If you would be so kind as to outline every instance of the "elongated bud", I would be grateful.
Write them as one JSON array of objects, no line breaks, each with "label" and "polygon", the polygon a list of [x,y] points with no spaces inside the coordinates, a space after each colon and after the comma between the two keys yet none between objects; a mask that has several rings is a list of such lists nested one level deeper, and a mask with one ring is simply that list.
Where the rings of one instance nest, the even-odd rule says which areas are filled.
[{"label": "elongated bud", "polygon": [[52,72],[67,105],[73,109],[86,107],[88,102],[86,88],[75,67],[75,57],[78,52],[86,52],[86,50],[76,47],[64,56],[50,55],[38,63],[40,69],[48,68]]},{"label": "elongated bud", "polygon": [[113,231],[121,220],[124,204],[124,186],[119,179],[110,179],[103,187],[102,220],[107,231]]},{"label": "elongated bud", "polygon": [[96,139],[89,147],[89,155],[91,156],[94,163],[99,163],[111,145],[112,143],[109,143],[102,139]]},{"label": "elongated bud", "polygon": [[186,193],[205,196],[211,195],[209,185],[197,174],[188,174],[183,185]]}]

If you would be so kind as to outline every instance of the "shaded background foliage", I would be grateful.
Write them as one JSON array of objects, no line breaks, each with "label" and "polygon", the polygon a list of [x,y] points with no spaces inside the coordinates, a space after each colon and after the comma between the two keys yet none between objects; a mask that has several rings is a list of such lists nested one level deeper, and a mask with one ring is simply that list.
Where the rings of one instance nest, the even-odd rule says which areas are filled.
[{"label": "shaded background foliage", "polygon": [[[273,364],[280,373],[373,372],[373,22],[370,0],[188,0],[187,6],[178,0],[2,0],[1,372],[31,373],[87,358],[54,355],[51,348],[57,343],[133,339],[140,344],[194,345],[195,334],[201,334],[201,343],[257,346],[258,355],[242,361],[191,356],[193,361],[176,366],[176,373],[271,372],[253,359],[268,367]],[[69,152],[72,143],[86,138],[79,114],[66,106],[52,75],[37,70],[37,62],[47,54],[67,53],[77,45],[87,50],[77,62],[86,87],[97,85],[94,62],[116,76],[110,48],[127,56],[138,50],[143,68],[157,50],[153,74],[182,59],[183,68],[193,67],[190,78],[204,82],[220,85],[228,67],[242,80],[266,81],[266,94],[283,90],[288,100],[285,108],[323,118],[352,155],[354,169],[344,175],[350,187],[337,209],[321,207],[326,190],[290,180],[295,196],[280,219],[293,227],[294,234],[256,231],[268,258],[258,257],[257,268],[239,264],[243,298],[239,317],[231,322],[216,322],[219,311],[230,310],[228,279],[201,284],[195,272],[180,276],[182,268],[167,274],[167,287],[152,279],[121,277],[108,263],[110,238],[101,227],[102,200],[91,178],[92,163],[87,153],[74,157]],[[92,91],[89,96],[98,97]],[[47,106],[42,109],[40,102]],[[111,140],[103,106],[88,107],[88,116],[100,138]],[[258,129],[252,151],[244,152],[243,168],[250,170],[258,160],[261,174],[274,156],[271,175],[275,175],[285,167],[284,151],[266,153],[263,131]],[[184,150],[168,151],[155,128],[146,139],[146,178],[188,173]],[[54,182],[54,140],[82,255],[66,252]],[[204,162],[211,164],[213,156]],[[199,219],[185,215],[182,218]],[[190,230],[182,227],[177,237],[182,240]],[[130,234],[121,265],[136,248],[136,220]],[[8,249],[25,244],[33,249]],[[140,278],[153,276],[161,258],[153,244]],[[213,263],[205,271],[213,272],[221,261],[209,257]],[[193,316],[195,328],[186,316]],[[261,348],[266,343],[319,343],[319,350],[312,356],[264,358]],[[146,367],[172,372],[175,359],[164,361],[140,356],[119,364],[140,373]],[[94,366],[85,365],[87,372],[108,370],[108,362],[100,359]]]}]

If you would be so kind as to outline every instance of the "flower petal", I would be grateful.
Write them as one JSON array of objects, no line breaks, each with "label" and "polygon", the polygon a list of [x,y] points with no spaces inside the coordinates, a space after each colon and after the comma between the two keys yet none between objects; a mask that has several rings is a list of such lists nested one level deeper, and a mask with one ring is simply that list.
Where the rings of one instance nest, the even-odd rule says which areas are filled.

> [EXERCISE]
How many lines in the entries above contain the string "outline"? Treat uppercase and lowercase as different, and reply with the number alone.

> [FULL RESPONSE]
3